What is expected:
Repeat all the records exactly, omitting pictures.

Record list:
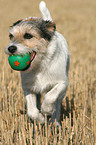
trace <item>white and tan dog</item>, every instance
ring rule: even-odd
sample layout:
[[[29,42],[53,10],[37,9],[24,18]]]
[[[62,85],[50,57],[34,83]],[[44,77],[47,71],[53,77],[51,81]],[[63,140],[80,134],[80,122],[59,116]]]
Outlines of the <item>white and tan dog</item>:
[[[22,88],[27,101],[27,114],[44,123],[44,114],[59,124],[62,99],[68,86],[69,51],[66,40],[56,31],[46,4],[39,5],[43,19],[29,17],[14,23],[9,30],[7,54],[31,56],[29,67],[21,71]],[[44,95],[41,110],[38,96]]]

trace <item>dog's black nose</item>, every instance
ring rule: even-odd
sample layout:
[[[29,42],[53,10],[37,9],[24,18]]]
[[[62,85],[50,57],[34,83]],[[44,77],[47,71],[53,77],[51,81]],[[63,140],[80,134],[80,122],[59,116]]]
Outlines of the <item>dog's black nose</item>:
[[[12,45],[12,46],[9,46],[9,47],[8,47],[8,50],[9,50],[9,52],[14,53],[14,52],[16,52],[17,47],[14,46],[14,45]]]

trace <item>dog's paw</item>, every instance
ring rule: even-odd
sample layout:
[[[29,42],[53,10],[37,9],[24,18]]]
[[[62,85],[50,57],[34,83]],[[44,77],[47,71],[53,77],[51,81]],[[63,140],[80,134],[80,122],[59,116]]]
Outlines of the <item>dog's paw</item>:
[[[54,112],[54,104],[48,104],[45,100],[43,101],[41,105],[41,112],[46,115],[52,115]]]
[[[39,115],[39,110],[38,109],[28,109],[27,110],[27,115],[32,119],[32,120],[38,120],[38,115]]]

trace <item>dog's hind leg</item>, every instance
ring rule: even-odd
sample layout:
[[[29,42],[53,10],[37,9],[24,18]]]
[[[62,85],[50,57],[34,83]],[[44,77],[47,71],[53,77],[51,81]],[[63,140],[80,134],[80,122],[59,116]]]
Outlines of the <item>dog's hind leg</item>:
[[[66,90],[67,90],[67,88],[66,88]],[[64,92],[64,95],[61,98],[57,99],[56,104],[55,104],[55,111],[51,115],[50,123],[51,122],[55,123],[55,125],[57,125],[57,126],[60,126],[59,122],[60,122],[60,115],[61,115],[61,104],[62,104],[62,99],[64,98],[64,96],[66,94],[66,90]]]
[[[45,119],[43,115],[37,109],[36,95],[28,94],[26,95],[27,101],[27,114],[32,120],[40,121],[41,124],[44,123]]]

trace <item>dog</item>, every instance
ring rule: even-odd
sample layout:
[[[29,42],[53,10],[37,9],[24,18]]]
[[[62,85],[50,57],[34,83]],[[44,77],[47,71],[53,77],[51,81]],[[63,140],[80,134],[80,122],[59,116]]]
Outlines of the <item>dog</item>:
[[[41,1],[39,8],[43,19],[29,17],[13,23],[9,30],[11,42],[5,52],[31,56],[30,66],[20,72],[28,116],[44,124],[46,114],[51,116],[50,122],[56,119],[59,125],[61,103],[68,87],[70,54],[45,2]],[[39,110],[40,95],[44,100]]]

Result for this exercise:
trace <item>white and tan dog</item>, every instance
ring rule: even-odd
sample layout:
[[[29,42],[53,10],[37,9],[24,18]]]
[[[62,85],[50,57],[34,83]],[[44,77],[47,71],[53,77],[51,81]],[[63,140],[80,134],[80,122],[59,116]]]
Outlines of the <item>white and tan dog</item>:
[[[22,88],[27,101],[27,114],[44,123],[44,114],[59,124],[62,99],[68,86],[69,51],[66,40],[56,31],[46,4],[39,5],[43,19],[29,17],[14,23],[9,30],[7,54],[31,56],[29,67],[21,71]],[[44,95],[41,110],[38,96]]]

trace <item>dog's black nose</item>, every instance
ring rule: even-odd
sample layout:
[[[29,42],[53,10],[37,9],[24,18]]]
[[[62,85],[50,57],[34,83]],[[44,77],[47,71],[53,77],[51,81]],[[63,140],[80,134],[80,122],[59,116]]]
Outlines of the <item>dog's black nose</item>:
[[[12,45],[12,46],[9,46],[9,47],[8,47],[8,50],[9,50],[9,52],[14,53],[14,52],[16,52],[17,47],[14,46],[14,45]]]

trace <item>dog's paw</item>, every instance
ring rule: even-odd
sample layout:
[[[29,42],[53,10],[37,9],[24,18]]]
[[[62,85],[50,57],[34,83]],[[44,77],[47,71],[53,77],[51,81]],[[63,140],[80,134],[80,122],[59,116]]]
Outlines of the <item>dog's paw</item>:
[[[54,112],[54,104],[48,104],[45,100],[43,101],[41,105],[41,112],[46,115],[52,115]]]
[[[39,115],[39,110],[38,109],[28,109],[27,110],[27,115],[32,119],[32,120],[38,120],[38,115]]]

trace <item>dog's hind leg</item>, every instance
ring rule: even-odd
sample layout:
[[[29,42],[53,10],[37,9],[24,18]]]
[[[62,85],[50,57],[34,83]],[[44,77],[47,71],[53,77],[51,81]],[[63,140],[80,134],[80,122],[59,116]]]
Outlines of the <item>dog's hind leg</item>:
[[[66,90],[67,90],[67,88],[66,88]],[[64,92],[64,95],[61,98],[57,99],[56,104],[55,104],[55,111],[51,115],[50,123],[51,122],[55,123],[55,125],[57,125],[57,126],[60,126],[59,122],[60,122],[60,115],[61,115],[61,104],[62,104],[62,99],[64,98],[64,96],[66,94],[66,90]]]
[[[45,119],[43,115],[37,109],[36,95],[28,94],[26,95],[27,101],[27,114],[32,120],[40,121],[41,124],[44,123]]]

trace <item>dog</item>, every instance
ring rule: even-odd
sample layout:
[[[29,42],[53,10],[37,9],[24,18]]]
[[[62,85],[50,57],[34,83]],[[44,77],[47,71],[53,77],[51,81]],[[63,140],[80,134],[80,122],[59,116]]]
Outlines of the <item>dog</item>:
[[[41,1],[39,8],[43,19],[29,17],[13,23],[9,30],[11,42],[5,52],[31,56],[30,66],[20,72],[28,116],[44,124],[46,114],[51,116],[50,122],[56,119],[59,125],[61,103],[68,87],[70,54],[45,2]],[[39,110],[40,95],[44,100]]]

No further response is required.